• [Excerpt]

★ ★ ★

In making such a deal, del Ponte entrusts Belgrade in two problematic ways. First, she entrusts that Belgrade will be reasonable in taking protective measures to conceal part of the collection of the documents shared with the ICTY without prior inspection of the Prosecution. Second, she entrusts that Belgrade will also keep this potentially destructive information regarding ICTY from the public because she is helping Belgrade to keep destructive information regarding Serbia from the public. That is, del Ponte assumes that her favor will generate a reciprocal favor. The problem is that del Ponte becomes beholden to Belgrade, but Belgrade will not necessarily feel beholden to ICTY. This was a trap that the Serbian team legal set, and del Ponte stepped into it, which is terrible given how many times the identical trap had been repeatedly set by Serbia for the international community during its aggression against Bosnia-Herzegovina.
It is poor judgment to expect Serbia not to disclose this entrusted secret at an opportune time. To facilitate the process of European integration, Serbia needs the positive endorsement of del Ponte that it is co-operating with ICTY even when it refuses to arrest Ratko Mladić and hand him over to the ICTY. It is therefore in the interest of Serbia to discredit ICTY in whatever way it can. It is surprising that ICTY put itself in this compromising situation with Serbia. Natašha Kandić, director of the Humanitarian Law Center in Belgrade, reports this conversation after news of the ICJ decision.

★ ★ ★

• [Records shown]
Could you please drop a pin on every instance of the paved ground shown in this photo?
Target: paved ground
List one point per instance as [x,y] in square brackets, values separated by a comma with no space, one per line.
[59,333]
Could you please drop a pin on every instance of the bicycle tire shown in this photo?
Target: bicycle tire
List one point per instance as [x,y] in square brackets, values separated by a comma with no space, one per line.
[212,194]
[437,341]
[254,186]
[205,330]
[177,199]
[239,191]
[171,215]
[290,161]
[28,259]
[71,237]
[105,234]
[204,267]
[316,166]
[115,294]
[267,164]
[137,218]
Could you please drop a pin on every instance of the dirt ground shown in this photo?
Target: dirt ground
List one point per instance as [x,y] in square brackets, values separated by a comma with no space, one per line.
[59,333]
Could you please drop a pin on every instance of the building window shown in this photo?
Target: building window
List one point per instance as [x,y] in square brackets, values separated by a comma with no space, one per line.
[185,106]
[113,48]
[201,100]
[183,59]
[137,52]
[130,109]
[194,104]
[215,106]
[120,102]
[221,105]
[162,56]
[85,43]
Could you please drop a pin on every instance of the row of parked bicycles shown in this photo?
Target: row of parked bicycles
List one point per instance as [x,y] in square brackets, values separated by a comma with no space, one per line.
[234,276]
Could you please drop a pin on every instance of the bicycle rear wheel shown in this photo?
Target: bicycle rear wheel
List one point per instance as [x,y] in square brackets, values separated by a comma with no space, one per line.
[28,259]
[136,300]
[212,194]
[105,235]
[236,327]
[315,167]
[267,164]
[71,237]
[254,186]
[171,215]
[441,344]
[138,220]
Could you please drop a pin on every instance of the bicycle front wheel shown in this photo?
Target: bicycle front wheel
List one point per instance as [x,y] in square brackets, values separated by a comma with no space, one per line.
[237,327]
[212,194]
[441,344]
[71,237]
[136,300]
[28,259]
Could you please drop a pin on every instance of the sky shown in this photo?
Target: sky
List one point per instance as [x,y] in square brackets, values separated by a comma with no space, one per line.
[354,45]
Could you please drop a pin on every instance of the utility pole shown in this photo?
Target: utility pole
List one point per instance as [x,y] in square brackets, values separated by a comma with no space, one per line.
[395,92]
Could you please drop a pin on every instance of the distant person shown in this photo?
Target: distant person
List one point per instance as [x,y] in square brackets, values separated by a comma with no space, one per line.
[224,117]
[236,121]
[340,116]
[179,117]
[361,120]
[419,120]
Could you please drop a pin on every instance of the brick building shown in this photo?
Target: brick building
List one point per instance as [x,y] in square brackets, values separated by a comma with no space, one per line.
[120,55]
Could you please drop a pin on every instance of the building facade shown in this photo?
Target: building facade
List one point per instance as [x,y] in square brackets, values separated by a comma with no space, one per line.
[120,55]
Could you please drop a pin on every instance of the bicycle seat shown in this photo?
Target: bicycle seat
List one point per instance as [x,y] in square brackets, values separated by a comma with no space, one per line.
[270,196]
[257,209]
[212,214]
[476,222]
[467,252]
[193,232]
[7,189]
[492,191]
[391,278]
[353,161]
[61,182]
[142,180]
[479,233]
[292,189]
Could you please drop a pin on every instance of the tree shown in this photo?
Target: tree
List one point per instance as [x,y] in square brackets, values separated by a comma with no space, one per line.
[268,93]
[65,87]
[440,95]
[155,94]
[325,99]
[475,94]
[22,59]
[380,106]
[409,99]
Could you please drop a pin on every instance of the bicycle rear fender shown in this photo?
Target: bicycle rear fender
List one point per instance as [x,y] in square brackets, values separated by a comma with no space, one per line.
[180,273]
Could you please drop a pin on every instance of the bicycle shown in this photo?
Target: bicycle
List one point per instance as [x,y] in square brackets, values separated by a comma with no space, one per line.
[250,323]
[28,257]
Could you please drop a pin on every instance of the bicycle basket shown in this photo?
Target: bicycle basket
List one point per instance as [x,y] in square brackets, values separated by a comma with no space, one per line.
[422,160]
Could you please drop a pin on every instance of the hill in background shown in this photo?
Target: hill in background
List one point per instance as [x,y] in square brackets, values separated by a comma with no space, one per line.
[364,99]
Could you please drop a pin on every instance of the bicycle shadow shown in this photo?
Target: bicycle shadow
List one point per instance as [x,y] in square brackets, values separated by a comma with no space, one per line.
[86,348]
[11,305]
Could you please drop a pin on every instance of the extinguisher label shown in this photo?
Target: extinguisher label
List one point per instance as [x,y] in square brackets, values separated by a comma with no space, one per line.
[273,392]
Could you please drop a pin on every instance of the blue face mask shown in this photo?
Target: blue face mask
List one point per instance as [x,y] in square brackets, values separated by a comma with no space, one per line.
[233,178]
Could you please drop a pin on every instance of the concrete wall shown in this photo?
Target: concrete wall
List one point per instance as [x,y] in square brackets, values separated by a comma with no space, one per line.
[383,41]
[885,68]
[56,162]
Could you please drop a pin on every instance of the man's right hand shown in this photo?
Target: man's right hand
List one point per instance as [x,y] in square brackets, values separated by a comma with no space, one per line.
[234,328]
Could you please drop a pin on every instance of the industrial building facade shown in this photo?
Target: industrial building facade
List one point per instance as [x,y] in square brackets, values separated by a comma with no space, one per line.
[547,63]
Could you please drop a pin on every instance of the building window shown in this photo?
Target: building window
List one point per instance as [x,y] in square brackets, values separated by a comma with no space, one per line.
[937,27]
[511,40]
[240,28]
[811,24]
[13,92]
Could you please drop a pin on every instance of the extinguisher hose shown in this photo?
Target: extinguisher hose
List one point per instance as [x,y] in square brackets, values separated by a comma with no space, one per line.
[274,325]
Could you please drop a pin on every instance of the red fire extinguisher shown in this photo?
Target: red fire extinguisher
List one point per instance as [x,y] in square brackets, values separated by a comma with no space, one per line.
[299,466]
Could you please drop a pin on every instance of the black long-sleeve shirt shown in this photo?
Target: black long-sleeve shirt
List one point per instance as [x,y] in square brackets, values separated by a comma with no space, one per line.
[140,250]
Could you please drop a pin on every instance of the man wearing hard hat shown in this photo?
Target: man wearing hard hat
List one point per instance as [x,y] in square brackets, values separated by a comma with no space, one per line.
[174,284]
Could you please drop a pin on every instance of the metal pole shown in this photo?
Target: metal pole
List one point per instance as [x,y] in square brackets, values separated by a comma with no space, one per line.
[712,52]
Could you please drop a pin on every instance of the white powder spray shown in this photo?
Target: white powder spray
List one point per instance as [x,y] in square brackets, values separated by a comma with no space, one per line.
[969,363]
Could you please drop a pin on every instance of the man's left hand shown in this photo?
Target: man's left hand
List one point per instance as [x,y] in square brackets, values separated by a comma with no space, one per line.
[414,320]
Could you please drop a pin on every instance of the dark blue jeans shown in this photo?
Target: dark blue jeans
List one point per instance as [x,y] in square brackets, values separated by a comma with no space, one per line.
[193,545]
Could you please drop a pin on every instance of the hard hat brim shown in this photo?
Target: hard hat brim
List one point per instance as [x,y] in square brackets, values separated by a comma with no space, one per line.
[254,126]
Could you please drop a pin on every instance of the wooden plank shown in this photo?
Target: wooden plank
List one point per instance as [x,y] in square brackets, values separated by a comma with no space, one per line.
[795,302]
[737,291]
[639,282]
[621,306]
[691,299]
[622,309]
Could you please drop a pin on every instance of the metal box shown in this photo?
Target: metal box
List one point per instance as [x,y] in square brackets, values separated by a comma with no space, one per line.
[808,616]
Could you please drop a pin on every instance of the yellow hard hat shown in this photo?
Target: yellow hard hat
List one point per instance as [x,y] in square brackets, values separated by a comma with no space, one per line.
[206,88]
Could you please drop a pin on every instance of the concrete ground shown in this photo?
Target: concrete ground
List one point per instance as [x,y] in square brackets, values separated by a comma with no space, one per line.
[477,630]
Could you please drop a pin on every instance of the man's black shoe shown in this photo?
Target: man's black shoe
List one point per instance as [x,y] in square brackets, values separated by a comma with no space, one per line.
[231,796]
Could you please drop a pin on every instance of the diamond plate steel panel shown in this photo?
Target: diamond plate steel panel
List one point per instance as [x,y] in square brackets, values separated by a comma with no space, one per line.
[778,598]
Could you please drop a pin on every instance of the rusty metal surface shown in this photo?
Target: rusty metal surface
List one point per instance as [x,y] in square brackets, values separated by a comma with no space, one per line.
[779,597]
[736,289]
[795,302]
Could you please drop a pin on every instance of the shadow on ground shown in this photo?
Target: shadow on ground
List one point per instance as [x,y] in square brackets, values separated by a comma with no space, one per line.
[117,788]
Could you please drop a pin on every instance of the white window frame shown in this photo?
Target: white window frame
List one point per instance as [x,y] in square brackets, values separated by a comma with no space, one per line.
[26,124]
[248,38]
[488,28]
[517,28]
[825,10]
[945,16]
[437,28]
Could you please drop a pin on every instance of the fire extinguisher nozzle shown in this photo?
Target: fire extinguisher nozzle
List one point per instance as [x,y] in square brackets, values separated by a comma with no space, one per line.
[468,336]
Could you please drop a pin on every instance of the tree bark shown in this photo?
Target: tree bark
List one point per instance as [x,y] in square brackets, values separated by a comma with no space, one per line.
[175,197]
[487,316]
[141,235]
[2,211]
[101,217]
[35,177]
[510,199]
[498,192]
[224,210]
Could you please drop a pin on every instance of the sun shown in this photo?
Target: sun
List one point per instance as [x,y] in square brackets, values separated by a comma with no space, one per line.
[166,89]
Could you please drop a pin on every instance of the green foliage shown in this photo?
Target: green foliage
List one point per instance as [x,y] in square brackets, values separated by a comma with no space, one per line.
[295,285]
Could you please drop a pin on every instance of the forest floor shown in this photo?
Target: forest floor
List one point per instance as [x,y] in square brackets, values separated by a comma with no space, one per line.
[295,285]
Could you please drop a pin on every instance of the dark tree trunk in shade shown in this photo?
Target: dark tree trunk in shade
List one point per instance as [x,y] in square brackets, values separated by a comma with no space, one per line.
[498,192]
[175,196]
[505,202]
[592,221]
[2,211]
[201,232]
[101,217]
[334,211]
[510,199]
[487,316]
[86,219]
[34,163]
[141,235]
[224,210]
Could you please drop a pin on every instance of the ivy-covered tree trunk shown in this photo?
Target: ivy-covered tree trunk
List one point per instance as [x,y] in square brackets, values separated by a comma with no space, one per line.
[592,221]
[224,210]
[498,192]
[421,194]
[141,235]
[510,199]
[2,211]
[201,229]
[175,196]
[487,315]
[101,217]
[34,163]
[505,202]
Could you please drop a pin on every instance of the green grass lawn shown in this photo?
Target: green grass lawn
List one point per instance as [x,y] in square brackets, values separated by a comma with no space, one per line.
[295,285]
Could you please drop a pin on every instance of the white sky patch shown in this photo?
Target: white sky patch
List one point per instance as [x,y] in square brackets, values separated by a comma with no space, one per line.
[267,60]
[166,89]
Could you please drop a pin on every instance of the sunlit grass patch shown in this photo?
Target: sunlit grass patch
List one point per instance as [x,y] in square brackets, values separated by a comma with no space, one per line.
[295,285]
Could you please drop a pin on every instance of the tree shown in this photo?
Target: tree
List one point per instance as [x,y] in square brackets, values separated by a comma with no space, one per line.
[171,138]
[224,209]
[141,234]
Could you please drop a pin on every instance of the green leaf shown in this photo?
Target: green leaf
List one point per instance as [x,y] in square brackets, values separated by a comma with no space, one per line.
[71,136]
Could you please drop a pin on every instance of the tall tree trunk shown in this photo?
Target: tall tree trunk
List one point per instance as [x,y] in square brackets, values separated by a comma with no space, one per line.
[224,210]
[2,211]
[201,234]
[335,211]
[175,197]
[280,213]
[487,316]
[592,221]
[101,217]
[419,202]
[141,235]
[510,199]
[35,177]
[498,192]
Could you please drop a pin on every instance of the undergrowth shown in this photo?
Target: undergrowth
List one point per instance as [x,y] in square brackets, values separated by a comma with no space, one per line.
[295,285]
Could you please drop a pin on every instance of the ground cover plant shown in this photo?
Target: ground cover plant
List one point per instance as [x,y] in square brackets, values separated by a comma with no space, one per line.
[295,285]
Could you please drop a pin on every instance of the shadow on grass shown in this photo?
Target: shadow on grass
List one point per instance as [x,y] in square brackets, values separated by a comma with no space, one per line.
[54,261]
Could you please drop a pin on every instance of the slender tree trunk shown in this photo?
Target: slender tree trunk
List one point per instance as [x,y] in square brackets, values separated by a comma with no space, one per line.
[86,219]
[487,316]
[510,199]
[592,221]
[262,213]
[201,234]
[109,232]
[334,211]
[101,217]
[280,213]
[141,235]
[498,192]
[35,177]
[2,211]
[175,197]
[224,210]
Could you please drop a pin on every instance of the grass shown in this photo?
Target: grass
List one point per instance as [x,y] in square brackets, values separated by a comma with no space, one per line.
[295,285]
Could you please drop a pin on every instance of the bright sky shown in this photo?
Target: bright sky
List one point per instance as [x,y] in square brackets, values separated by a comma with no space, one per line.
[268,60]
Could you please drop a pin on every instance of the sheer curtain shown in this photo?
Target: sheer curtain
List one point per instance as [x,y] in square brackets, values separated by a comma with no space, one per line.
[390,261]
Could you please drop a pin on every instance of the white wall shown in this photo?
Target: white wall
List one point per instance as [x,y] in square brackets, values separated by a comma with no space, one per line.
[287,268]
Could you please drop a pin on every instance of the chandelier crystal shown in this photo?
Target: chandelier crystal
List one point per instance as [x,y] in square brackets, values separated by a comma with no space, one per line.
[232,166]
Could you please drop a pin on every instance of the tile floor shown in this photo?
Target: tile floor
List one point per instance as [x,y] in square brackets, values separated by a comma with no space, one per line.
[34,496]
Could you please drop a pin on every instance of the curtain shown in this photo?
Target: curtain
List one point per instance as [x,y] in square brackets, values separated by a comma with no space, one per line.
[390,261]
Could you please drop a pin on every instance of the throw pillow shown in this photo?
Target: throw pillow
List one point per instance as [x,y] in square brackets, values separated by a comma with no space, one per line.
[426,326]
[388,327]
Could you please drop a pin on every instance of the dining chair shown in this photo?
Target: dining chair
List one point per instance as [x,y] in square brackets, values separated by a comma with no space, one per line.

★ ★ ★

• [Problem requirements] Can you repeat the del Ponte excerpt word for word, from "It is poor judgment" up to and including "the ICJ decision."? Work only from the del Ponte excerpt and leave the listing aside.

• [Written solution]
It is poor judgment to expect Serbia not to disclose this entrusted secret at an opportune time. To facilitate the process of European integration, Serbia needs the positive endorsement of del Ponte that it is co-operating with ICTY even when it refuses to arrest Ratko Mladić and hand him over to the ICTY. It is therefore in the interest of Serbia to discredit ICTY in whatever way it can. It is surprising that ICTY put itself in this compromising situation with Serbia. Natašha Kandić, director of the Humanitarian Law Center in Belgrade, reports this conversation after news of the ICJ decision.